▶ [Problem] Rewrite the items below as a Markdown table with two columns, Row and Line, numbering each non-blank line in order and leaving blank lines out.

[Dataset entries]
◇ ◇ ◇ ◇ ◇ ◇ ◇

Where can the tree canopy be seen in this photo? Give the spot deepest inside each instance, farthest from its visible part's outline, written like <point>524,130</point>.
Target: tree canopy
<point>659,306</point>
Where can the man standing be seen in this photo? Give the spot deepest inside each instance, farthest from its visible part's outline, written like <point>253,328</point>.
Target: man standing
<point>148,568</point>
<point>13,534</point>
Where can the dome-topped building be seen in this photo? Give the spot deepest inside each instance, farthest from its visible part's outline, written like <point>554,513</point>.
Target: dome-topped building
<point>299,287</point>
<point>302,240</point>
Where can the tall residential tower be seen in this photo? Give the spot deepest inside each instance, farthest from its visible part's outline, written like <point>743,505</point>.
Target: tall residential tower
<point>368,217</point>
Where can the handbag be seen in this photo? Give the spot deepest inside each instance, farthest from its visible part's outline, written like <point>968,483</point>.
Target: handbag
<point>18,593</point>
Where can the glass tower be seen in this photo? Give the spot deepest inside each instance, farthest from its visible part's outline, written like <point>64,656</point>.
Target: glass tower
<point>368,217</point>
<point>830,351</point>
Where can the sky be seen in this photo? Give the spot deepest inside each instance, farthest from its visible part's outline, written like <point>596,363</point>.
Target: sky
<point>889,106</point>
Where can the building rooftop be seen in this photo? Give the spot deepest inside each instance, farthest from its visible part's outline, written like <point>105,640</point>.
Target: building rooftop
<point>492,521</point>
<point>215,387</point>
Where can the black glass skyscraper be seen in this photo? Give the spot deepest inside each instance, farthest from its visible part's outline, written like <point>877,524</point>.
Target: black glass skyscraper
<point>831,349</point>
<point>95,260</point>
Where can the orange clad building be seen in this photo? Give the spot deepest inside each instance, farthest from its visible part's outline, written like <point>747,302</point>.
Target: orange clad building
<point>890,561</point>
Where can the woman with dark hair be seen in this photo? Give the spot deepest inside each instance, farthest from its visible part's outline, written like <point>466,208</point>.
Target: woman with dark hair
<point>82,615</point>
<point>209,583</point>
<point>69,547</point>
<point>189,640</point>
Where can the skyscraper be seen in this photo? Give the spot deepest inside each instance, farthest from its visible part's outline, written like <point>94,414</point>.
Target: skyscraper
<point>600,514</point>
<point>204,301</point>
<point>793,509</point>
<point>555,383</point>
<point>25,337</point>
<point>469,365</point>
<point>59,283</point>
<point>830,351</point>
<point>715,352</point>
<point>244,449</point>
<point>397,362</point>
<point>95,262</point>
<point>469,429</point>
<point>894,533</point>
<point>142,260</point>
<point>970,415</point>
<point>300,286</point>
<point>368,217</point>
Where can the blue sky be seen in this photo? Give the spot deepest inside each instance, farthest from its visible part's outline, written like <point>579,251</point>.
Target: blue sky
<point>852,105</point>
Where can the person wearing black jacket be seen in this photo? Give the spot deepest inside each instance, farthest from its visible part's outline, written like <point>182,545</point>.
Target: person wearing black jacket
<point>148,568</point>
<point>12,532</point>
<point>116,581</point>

◇ ◇ ◇ ◇ ◇ ◇ ◇

▶ [Task result]
| Row | Line |
|---|---|
| 1 | Where can the tree canopy be seen in this photo? Give the spot deepest inside each instance, farthest from its visible part's outline, written like <point>524,130</point>. |
| 2 | Target: tree canopy |
| 3 | <point>659,306</point> |
| 4 | Where can the man standing be seen in this photo? Give the spot deepest inside each instance, farthest from its visible part's outline, written like <point>253,328</point>. |
| 5 | Target: man standing |
| 6 | <point>148,568</point> |
| 7 | <point>13,534</point> |
| 8 | Where can the dome-topped building be seen in this photo? Give the spot deepest inside each instance, farthest from its visible part's outline, written like <point>554,513</point>. |
| 9 | Target: dome-topped building |
| 10 | <point>299,287</point> |
| 11 | <point>302,240</point> |
| 12 | Where can the tall residential tower be seen in this photo? Give the spot deepest inside each instance, farthest from its visible part's outline, written like <point>743,505</point>. |
| 13 | Target: tall residential tower |
| 14 | <point>368,217</point> |
| 15 | Where can the handbag be seen in this photo? Give the spot deepest inside each instance, farthest from its visible part's outline, written like <point>968,483</point>. |
| 16 | Target: handbag |
| 17 | <point>18,593</point> |
| 18 | Where can the glass tower be seen in this photo? Give the spot deepest inside each instance, farthest from its visible part's outline, written like <point>64,656</point>. |
| 19 | Target: glass tower |
| 20 | <point>368,217</point> |
| 21 | <point>830,351</point> |
| 22 | Where can the sky be seen in this photo? Give the spot deepest inside each instance, farthest from its visible part's outline, written like <point>596,363</point>. |
| 23 | Target: sky |
| 24 | <point>889,106</point> |
| 25 | Where can the building rooftop be seen in this photo? Give the spot deepest inside each instance, farthest from its visible part's outline, written like <point>105,640</point>. |
| 26 | Target: building rooftop |
| 27 | <point>492,521</point> |
| 28 | <point>215,387</point> |
| 29 | Where can the black glass skyscraper be seen in this photo? Give the spot deepest inside each instance, farthest from its visible part's outline, written like <point>877,524</point>. |
| 30 | Target: black glass skyscraper |
| 31 | <point>831,349</point> |
| 32 | <point>95,260</point> |
| 33 | Where can the orange clad building be seen in this photo? Give the spot deepest inside each instance, farthest from its visible part's outline, written like <point>747,302</point>. |
| 34 | Target: orange clad building |
| 35 | <point>890,561</point> |
| 36 | Where can the woman with dark hair be seen in this photo? Give the spot deepest inside each instance, farthest from its visible part's outline, written like <point>466,208</point>. |
| 37 | Target: woman with dark hair |
| 38 | <point>82,615</point> |
| 39 | <point>209,583</point> |
| 40 | <point>69,547</point> |
| 41 | <point>189,640</point> |
| 42 | Where can the skyscraper be seen in this photo? Give the spot deepest inside each instance, farthest from its visible part's outline, written like <point>94,414</point>. |
| 43 | Target: skyscraper |
| 44 | <point>600,514</point> |
| 45 | <point>204,301</point> |
| 46 | <point>793,509</point> |
| 47 | <point>555,383</point> |
| 48 | <point>25,337</point> |
| 49 | <point>469,365</point> |
| 50 | <point>59,283</point> |
| 51 | <point>830,351</point> |
| 52 | <point>715,352</point> |
| 53 | <point>244,449</point> |
| 54 | <point>397,362</point> |
| 55 | <point>95,262</point> |
| 56 | <point>469,429</point> |
| 57 | <point>894,533</point> |
| 58 | <point>142,260</point> |
| 59 | <point>970,415</point> |
| 60 | <point>300,286</point> |
| 61 | <point>368,217</point> |
| 62 | Where can the blue sky be seen in this photo? Give the spot deepest inside each instance, farthest from its visible part's outline, written like <point>579,251</point>. |
| 63 | Target: blue sky |
| 64 | <point>852,105</point> |
| 65 | Where can the person wearing black jacket be seen in this photo? Give the spot deepest inside each instance, farthest from its visible part's outline, written like <point>182,545</point>. |
| 66 | Target: person wearing black jacket |
| 67 | <point>148,568</point> |
| 68 | <point>12,532</point> |
| 69 | <point>116,581</point> |